Task details: Please rewrite the announcement text below from "The original announcement" up to and including "and 2024, respectively.", changing every "tranches" to "installments".

Page text:
════════════════════

TIDMESNT
RNS Number : 6101B
Essentra plc
03 October 2022
The following typographical amendment has been made to the 'Sale
of Filters business to Centaury Management Limited and completion
of the sale of Packaging business to Mayr-Melnhof Group'
announcement released on 3 October at 07:00 under RNS 4578B.
The original announcement incorrectly stated, both in the
section entitled "Principal details of the transaction", and in
Note 4, that up to GBP20m deferred earn-out consideration would be
payable in two tranches of up to GBP10m for each of 2022 and 2023,
respectively. This should instead state that up to GBP20m deferred
earn-out consideration would be payable in two tranches of up to
GBP10m for each of 2023 and 2024, respectively.
All other details set out in the announcement are correct, and
remain unchanged. The full amended text is shown below.
THIS ANNOUNCEMENT CONTAINS INSIDE INFORMATION. FOR IMMEDIATE
RELEASE
NOT FOR RELEASE, PUBLICATION OR DISTRIBUTION IN WHOLE OR IN
PART, IN, INTO OR FROM ANY JURISDICTION WHERE TO DO SO WOULD
CONSTITUTE A VIOLATION OF THE RELEVANT LAWS OF SUCH
JURISDICTION
ESSENTRA PLC
A leading global provider of essential components and
solutions
SALE OF FILTERS BUSINESS TO CENTAURY MANAGEMENT LIMITED
AND COMPLETION OF THE SALE OF PACKAGING BUSINESS TO MAYR-MELNHOF
GROUP
-- Sale of the Filters business to a wholly owned subsidiary of
Centaury Management Limited for an enterprise value of
approximately GBP262.1m, including 100% consolidation of certain
joint ventures(1) , implying a June 2022 LTM adjusted operating
profit multiple of 8.2x(2,3)
-- Consideration is comprised of approximately GBP200m initial
consideration due on completion (on a cash-free, debt-free basis
and subject to customary adjustments) and up to GBP20m deferred
earn-out consideration(4)

════════════════════

Entries provided:
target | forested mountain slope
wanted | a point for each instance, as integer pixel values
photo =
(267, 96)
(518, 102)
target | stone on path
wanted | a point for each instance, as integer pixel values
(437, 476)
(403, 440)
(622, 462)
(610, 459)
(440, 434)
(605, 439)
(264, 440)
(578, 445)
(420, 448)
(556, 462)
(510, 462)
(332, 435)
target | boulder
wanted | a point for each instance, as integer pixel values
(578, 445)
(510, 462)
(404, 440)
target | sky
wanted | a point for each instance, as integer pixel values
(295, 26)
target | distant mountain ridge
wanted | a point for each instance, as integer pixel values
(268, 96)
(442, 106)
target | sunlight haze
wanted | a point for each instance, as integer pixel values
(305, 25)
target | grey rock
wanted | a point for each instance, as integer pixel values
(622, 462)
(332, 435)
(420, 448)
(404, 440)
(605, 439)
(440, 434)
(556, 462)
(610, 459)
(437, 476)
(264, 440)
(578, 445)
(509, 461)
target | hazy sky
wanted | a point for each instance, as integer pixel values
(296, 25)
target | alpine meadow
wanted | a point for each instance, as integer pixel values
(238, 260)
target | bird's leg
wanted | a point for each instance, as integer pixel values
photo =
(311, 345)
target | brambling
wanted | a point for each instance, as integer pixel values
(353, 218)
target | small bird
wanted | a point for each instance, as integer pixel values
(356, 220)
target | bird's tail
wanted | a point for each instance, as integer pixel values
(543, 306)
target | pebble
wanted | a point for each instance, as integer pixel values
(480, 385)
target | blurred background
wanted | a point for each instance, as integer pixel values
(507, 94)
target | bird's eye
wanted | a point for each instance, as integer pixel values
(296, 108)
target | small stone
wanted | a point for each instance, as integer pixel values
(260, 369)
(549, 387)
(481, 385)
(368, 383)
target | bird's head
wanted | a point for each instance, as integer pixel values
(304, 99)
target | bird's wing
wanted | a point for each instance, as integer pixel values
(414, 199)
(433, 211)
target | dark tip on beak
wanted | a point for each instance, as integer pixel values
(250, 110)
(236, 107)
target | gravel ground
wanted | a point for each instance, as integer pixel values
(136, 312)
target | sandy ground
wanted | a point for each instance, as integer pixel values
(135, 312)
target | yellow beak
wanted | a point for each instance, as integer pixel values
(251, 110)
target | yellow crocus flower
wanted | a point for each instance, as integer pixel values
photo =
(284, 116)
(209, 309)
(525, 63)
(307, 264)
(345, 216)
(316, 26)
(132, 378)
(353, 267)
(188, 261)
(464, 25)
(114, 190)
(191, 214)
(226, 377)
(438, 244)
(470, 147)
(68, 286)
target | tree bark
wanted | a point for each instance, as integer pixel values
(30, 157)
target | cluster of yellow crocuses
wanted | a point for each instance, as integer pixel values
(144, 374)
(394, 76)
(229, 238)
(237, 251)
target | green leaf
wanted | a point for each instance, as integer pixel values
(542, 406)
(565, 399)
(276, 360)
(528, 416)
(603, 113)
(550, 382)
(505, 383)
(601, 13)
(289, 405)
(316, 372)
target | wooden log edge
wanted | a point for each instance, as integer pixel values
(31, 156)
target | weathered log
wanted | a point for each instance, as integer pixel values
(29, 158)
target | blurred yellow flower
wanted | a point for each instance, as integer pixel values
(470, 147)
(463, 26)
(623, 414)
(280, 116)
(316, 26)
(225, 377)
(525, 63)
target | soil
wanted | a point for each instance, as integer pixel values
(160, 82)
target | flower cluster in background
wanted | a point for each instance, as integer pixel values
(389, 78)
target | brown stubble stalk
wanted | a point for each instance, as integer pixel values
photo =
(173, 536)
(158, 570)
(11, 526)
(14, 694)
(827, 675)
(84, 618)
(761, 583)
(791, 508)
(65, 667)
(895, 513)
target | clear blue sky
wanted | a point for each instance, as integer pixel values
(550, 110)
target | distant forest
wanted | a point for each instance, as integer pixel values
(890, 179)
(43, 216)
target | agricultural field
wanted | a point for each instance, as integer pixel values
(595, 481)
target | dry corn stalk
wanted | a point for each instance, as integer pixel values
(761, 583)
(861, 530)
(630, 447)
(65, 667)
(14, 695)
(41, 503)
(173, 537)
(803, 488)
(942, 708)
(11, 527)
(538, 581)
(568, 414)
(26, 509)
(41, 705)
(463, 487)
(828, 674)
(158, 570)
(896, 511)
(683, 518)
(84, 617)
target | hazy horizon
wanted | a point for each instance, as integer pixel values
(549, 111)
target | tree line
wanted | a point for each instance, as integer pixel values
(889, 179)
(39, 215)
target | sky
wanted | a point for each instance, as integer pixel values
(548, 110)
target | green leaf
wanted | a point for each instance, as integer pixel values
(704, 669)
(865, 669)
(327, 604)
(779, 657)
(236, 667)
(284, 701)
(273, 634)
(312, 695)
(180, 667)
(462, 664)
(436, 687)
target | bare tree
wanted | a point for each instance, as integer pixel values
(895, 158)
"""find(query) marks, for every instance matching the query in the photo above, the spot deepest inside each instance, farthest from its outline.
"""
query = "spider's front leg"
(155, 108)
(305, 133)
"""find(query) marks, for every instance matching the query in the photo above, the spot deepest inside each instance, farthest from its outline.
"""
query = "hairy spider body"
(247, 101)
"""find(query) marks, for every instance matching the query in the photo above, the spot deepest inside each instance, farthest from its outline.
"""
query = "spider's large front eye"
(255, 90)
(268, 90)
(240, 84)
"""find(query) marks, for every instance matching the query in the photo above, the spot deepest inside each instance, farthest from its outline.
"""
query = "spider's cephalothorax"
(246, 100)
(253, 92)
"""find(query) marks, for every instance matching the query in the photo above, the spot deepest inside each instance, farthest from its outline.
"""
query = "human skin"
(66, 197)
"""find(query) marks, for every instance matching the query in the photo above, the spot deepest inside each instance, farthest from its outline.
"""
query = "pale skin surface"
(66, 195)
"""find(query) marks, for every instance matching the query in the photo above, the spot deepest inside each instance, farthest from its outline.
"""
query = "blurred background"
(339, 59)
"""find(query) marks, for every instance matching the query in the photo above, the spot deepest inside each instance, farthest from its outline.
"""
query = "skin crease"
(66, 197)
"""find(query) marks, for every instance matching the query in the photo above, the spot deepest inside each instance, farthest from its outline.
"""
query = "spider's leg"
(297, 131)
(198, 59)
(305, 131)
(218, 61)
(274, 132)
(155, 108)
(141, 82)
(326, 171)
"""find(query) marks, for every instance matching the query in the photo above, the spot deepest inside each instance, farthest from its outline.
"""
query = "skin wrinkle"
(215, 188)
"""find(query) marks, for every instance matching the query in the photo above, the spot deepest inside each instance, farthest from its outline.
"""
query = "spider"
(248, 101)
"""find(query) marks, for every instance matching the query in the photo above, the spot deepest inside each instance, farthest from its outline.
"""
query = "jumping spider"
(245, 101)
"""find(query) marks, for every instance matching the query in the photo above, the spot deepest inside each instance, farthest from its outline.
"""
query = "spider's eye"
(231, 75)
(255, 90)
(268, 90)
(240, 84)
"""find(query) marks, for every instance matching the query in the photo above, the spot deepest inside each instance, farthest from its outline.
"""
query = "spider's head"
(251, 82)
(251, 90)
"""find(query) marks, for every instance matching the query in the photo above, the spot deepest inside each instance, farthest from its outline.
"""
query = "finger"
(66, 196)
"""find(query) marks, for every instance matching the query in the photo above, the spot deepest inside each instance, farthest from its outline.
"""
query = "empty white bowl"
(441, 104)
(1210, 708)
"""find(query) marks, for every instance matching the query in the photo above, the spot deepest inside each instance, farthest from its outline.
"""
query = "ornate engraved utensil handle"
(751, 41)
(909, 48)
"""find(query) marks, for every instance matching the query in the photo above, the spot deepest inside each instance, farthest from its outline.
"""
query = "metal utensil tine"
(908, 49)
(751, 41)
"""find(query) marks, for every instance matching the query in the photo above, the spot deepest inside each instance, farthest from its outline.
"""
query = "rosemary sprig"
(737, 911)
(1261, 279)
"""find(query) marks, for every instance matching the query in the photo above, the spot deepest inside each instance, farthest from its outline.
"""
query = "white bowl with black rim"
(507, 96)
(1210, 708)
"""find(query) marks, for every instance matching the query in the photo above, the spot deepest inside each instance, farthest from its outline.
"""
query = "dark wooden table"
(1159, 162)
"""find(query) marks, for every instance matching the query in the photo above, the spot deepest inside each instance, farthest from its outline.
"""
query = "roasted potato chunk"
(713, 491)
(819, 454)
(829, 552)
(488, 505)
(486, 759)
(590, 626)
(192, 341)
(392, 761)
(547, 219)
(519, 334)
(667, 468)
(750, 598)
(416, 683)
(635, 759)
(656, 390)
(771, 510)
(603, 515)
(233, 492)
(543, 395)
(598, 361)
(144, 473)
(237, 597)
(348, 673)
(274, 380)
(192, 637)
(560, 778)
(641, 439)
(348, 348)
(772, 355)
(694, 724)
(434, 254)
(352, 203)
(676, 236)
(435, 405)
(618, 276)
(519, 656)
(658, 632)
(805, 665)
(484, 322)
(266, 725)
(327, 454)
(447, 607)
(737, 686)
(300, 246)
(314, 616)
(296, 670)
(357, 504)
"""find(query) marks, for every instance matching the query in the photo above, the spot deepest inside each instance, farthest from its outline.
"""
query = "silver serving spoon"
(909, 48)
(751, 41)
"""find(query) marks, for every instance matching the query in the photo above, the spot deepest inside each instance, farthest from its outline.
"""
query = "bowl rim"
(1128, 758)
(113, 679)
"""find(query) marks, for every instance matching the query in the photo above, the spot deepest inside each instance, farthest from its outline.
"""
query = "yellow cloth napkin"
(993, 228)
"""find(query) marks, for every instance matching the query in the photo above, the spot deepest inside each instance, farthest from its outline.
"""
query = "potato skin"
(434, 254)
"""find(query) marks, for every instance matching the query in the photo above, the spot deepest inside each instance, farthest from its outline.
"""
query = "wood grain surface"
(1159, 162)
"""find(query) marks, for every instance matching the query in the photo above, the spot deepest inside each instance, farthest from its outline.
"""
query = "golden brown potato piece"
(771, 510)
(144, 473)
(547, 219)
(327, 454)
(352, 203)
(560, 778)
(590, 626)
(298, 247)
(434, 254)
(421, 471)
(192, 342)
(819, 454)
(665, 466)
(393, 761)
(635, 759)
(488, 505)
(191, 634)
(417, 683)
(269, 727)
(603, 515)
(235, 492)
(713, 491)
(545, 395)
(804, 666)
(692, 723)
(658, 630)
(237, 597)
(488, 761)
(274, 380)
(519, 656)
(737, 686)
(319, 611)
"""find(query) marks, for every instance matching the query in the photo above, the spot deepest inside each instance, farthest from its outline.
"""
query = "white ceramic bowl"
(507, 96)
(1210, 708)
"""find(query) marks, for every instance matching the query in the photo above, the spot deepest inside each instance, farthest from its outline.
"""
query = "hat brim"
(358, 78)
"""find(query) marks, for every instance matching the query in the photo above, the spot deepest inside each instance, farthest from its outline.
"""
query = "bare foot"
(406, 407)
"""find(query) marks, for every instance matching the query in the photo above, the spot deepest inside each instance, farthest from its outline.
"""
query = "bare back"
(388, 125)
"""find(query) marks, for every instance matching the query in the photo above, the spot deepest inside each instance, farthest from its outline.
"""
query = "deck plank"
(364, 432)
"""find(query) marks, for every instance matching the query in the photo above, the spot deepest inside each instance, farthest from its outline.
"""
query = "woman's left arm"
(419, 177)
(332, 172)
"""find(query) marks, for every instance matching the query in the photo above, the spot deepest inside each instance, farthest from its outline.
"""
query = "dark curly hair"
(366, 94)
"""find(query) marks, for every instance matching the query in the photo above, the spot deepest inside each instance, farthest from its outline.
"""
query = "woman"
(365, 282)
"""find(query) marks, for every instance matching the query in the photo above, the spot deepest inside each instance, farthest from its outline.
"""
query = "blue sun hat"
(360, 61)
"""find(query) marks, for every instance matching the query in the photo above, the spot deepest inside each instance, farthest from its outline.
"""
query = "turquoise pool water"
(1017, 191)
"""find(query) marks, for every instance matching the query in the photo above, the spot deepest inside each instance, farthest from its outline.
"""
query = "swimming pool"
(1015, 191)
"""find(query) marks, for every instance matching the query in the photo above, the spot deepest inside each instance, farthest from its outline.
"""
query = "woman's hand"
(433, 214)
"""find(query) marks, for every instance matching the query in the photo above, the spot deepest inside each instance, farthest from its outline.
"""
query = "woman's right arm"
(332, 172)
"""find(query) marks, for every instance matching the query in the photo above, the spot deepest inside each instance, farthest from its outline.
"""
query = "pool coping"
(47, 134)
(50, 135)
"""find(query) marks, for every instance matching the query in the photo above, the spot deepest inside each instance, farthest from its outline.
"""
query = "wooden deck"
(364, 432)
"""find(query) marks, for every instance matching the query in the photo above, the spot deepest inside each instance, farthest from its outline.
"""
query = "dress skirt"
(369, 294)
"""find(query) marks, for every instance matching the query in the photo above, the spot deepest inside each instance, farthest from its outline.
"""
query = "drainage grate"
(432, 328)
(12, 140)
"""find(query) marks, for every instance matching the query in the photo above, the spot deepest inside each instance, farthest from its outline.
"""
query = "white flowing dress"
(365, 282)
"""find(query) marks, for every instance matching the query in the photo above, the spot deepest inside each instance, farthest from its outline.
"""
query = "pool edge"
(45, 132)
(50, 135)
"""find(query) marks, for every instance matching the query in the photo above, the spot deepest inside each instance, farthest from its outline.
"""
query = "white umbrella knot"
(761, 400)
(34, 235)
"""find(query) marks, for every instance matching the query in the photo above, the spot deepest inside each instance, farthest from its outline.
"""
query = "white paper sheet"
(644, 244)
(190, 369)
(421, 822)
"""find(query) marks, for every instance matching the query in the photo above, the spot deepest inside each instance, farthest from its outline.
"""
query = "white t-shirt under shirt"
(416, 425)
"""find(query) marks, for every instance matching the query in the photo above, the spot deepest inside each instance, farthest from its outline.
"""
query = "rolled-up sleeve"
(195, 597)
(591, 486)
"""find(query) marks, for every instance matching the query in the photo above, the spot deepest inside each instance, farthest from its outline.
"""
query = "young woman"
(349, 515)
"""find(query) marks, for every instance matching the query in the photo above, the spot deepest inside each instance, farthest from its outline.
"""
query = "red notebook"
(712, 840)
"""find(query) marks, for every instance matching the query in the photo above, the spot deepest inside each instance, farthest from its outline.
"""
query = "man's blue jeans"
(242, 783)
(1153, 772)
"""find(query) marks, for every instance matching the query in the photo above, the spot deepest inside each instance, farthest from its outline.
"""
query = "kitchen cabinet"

════════════════════

Solved problem:
The original announcement incorrectly stated, both in the
section entitled "Principal details of the transaction", and in
Note 4, that up to GBP20m deferred earn-out consideration would be
payable in two installments of up to GBP10m for each of 2022 and 2023,
respectively. This should instead state that up to GBP20m deferred
earn-out consideration would be payable in two installments of up to
GBP10m for each of 2023 and 2024, respectively.